• **EXCERPT PROVIDED**:
— Start —

I'm not sure what to do with all of this. Should I find a new way to self sooth or should I learn to sit with my emotions no matter how unpleasant? What do "normal" people do? Does everyone use a crutch to get by or is there some better adjusted way of being?
Thursday, October 16, 2008
Wednesday, October 15, 2008
I spent my entire lunch hour walking with a much more physically fit friend. We walked up to a park which is a little over a half a mile as the crow flies, then we walked a 1.5 mile circuit in the park and walked back. It's the route I used to do every day when I was loosing weight more quickly, and I find it incredibly challenging. When I got back, I was sweaty, but I felt like I'd really accomplished something.
Also, last night was grocery night and I made the mistake of going shopping hungry. All the cookies and danishes seemed even more tantalizing than usual, but I made a conscious effort to visualize what my success would look like and how I would feel when I got there. I reminded myself that buying baked goods would delay my success. That was enough to keep me motivated.
Finally, after dinner, although I felt full and lazy, I took a twenty minute walk. I felt focused and energized and am glad to have some good news to report.
Tuesday, October 14, 2008
I've been on a bit of a cleaning spree lately. I think I've been hoping that if I can purge the clutter and restore some order to my environment that my mind might follow suit. I decided to tackle my desk drawer last week. Mostly it was stuffed with old deposit slips, memos and post it notes with phrases like "pickles Thursday" which have long since lost their meaning.
I also came across a glitzy document labeled "Goals and Rewards" in large rainbow colored font. The sheet laid out six weight-related goals with corresponding rewards of increasing value. Gifts ranged from a new movie which I could purchase once I fell below 270 pounds to a European vacation which I'm to take when I get down to 180 pounds.
There were a few things about the list that struck me. Firstly, it was colorful and full of pictures. Each goal was printed in the largest font possible. Clearly, I spent a lot of time on it and designed it to be eye catching, but then I folded it eight times and stuffed it unceremoniously in the back of my desk.

— End —

Copy out the stretch of the blog excerpt from "I also came" through "to 180 pounds.", word for word. Rely only on the blog excerpt above.

• **RECORDS PROVIDED**:
— Start —

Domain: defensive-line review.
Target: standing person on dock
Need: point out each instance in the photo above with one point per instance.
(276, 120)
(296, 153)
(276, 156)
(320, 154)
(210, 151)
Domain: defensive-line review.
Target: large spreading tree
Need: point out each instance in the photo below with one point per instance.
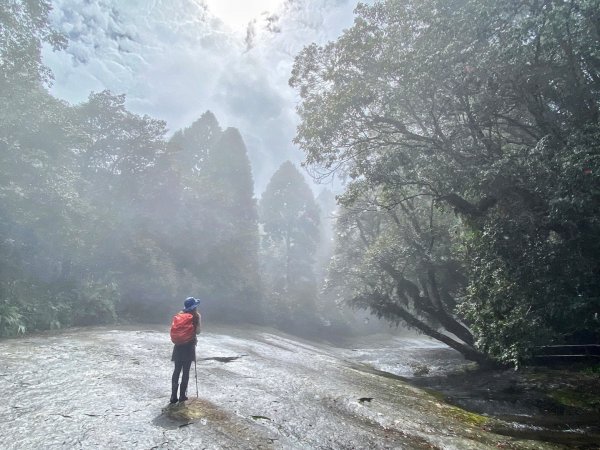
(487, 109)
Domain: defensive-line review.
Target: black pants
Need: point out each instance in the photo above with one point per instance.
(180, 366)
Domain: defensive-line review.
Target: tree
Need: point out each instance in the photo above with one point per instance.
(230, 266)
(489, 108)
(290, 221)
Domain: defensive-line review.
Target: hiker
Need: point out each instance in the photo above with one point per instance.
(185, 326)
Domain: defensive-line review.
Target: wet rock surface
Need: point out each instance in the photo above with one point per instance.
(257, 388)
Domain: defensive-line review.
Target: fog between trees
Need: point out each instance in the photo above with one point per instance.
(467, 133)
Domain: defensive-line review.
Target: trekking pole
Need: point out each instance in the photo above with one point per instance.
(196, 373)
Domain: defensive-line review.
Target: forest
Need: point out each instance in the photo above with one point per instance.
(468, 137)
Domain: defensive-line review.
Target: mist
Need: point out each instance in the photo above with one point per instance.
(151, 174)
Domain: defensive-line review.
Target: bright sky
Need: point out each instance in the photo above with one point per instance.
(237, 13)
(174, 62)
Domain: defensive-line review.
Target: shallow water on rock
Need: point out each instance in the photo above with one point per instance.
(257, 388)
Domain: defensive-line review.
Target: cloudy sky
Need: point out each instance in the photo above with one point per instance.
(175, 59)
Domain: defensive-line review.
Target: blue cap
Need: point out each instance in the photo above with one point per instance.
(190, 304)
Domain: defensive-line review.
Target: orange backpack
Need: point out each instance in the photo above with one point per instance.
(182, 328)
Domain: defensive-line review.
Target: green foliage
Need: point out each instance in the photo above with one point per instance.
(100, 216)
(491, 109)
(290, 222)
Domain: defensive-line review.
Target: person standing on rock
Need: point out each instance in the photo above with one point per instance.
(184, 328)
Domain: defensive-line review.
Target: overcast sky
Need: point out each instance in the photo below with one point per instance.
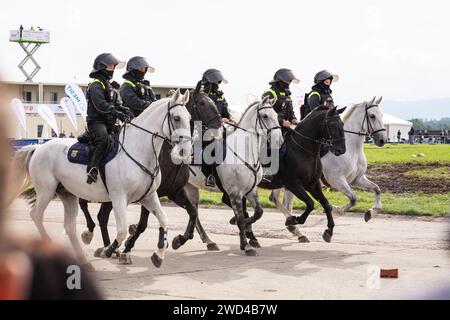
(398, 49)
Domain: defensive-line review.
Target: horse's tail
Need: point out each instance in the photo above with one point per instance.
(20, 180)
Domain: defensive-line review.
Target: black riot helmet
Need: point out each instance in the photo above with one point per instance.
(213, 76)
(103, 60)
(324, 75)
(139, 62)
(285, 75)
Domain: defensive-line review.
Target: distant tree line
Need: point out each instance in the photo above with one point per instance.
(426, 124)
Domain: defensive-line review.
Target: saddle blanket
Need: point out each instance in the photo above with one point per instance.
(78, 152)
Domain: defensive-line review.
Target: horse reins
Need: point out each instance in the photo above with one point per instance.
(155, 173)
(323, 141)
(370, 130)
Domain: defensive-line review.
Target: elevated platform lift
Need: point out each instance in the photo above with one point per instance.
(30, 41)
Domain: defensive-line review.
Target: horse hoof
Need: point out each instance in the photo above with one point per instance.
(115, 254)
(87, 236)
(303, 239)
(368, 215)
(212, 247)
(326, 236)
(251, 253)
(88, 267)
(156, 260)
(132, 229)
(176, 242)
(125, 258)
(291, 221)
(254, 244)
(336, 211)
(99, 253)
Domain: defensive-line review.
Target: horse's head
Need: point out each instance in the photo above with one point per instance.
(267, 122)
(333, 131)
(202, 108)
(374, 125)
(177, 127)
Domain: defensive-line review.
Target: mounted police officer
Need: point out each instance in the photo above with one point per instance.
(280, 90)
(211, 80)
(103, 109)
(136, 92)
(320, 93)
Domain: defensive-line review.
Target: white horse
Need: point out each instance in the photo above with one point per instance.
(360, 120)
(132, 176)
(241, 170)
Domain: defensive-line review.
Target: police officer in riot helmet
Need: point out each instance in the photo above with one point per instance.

— End —

• **SOLUTION FOR THIS EXERCISE**:
I also came across a glitzy document labeled "Goals and Rewards" in large rainbow colored font. The sheet laid out six weight-related goals with corresponding rewards of increasing value. Gifts ranged from a new movie which I could purchase once I fell below 270 pounds to a European vacation which I'm to take when I get down to 180 pounds.